begin DATA PROVIDED

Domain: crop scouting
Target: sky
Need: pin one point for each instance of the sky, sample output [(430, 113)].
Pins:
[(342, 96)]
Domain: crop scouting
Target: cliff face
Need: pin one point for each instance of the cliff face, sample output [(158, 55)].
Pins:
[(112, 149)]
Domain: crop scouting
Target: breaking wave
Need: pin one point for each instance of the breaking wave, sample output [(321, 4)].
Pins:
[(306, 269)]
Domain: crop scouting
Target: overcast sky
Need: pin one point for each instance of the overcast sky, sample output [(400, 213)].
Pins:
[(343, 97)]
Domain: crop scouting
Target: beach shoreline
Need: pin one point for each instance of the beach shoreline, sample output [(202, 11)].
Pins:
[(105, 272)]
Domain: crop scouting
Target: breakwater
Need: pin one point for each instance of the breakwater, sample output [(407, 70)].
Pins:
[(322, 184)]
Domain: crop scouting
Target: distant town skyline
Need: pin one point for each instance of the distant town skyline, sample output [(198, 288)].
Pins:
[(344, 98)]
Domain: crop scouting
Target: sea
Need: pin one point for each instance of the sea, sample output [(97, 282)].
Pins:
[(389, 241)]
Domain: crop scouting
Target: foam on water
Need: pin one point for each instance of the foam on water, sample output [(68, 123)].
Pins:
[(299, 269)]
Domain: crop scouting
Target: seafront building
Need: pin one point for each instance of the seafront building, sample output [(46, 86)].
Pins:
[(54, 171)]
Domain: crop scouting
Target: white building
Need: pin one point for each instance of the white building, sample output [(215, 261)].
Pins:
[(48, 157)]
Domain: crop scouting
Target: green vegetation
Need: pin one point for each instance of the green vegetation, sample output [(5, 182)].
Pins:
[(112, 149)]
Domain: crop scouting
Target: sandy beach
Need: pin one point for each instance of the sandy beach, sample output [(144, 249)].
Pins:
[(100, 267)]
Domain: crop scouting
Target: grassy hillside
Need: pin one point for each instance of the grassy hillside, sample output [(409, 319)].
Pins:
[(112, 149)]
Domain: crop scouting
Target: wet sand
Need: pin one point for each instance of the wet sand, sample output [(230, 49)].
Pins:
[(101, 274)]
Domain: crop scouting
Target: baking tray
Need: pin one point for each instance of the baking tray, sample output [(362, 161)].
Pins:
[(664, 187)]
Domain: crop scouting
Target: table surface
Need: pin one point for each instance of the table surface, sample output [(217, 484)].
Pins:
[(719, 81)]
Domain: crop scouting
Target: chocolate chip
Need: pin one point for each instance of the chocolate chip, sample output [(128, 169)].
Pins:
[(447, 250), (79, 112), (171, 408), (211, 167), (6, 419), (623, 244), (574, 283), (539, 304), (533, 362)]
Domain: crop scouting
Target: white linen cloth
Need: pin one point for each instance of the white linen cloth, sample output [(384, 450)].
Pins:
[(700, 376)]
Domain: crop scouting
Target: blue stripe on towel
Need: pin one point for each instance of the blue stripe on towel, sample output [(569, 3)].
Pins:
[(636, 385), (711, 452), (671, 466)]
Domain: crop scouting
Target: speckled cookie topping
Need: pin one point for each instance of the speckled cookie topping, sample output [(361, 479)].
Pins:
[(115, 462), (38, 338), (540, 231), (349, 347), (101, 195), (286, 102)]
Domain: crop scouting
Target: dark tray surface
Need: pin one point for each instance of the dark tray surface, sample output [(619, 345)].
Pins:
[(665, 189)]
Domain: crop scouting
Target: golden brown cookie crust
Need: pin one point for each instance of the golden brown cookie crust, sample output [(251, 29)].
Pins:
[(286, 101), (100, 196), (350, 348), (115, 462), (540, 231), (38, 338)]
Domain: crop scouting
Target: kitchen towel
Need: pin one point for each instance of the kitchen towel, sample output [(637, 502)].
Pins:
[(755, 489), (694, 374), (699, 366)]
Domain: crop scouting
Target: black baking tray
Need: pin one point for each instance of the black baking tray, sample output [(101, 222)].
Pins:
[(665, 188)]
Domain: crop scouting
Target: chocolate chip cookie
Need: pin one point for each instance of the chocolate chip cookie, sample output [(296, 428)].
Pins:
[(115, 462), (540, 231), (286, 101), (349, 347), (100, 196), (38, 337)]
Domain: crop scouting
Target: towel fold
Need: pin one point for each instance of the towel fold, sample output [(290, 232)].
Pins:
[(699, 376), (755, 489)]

end DATA PROVIDED

DIRECTION
Without leaving anything out, quote all the data.

REPLY TO THE TASK
Domain: crop scouting
Target: sky
Need: pin one point for each instance of the sky, sample output [(430, 113)].
Pins:
[(342, 96)]
Domain: crop scouting
Target: cliff face
Need: pin one point for each instance of the cliff face, sample output [(158, 55)].
Pins:
[(112, 149)]
Domain: crop scouting
Target: breaking wave
Need: pin one point for each instance of the breaking wave, sample output [(321, 4)].
Pins:
[(306, 269)]
Domain: crop scouting
Target: overcast sky
Need: pin one point for each instance of the overcast sky, sample output [(400, 213)].
Pins:
[(343, 97)]
Domain: crop scouting
Target: beach shoreline
Need: pin one point for each instance of the beach shoreline, sample output [(202, 11)].
Pins:
[(105, 272)]
Domain: crop scouting
Target: breakwater
Need: pin one point for each instance of the breakwater, sample output [(407, 70)].
Pins:
[(322, 184)]
Domain: crop scouting
Target: distant town skyline
Need: pin one point for each instance of the distant town skyline, sample output [(198, 288)].
Pins:
[(344, 98)]
Domain: crop scouting
Target: sea
Need: pin one point for each instance of the sea, sample output [(97, 282)].
Pins:
[(389, 241)]
Domain: crop scouting
Target: foam on water
Need: pin one point for each instance of the foam on water, sample output [(68, 123)].
Pins:
[(299, 269)]
Domain: crop scouting
Target: seafront building
Need: pin one point for each instance of the seafront building, sample output [(46, 86)].
Pins:
[(54, 171)]
Domain: crop scouting
Target: white building
Need: pin one point for each instance of the white building, sample output [(215, 261)].
Pins:
[(48, 157)]
Domain: crop scouting
Target: green vegetation
Need: pin one point for each instance of the green vegetation, sample output [(5, 182)].
Pins:
[(112, 149)]
Domain: crop scouting
Target: sandy beach
Need: pin one point for each instance of the sandy beach, sample output [(144, 249)].
Pins:
[(100, 267)]
Domain: crop scouting
Target: grassy hillside
Need: pin one point for each instance of the grassy hillside, sample output [(409, 319)].
Pins:
[(112, 149)]
Domain: crop scouting
Target: wet sand
Need: pin one point for each instance of the wet sand, sample output [(230, 49)].
Pins:
[(101, 274)]
Domain: crop scouting
Target: baking tray
Need: pin one point for each instance of the baking tray, sample output [(362, 161)].
Pins:
[(664, 187)]
Domain: crop scouting
Target: table surface
Need: pin one point for each instance of the table surface, sample output [(217, 484)].
Pins:
[(719, 81)]
Domain: crop scouting
Target: chocolate chip
Need: pin one point for each instance of the chocolate chip, sample output [(128, 169)].
Pins:
[(447, 250), (79, 112), (171, 408), (211, 167), (6, 419), (623, 244), (574, 283), (539, 304), (533, 362)]
Domain: crop scouting
Target: white linen cloth
Need: pin one point for each instance of the white linen cloth, sample output [(384, 450)].
Pins:
[(700, 376)]
Domain: crop scouting
Target: blue stripe on towel
Need: pin one point for each instance of the blue stripe on towel, sample output [(569, 3)].
Pins:
[(636, 385), (711, 452), (671, 466)]
Domain: crop scouting
Target: speckled cookie topping
Need: pin one point for each instance of the speckled cookie topping, sample output [(361, 479)].
Pins:
[(115, 462), (38, 338), (540, 231), (349, 347), (101, 195), (286, 102)]
Domain: crop scouting
Target: dark tray surface
Need: pin one point for each instance of the dark tray surface, sample output [(619, 345)].
Pins:
[(665, 189)]
Domain: crop scouting
Target: golden brown cookie crust
Need: pin one point for each instance of the golden brown cookie crust, sample output [(251, 29)].
Pins:
[(286, 101), (100, 196), (350, 348), (115, 462), (540, 231), (38, 338)]
Domain: crop scouting
Target: kitchen towel
Need: pin one point for each instance of the kitchen towel, sample output [(637, 502)].
Pins:
[(755, 489), (694, 374), (699, 366)]
Domain: crop scouting
Target: black baking tray
Need: pin one point for each instance of the black baking tray, sample output [(101, 222)].
Pins:
[(665, 188)]
Domain: crop scouting
Target: chocolate chip cookie
Need: pin one point for each instance of the chocolate chip cookie, sample output [(296, 428)].
Pins:
[(115, 462), (540, 231), (286, 101), (349, 347), (100, 196), (38, 337)]
Domain: crop scouting
Target: towel fold
Need: pin one point for each instance of the towel fold, sample output [(290, 232)].
Pins:
[(699, 376), (755, 489)]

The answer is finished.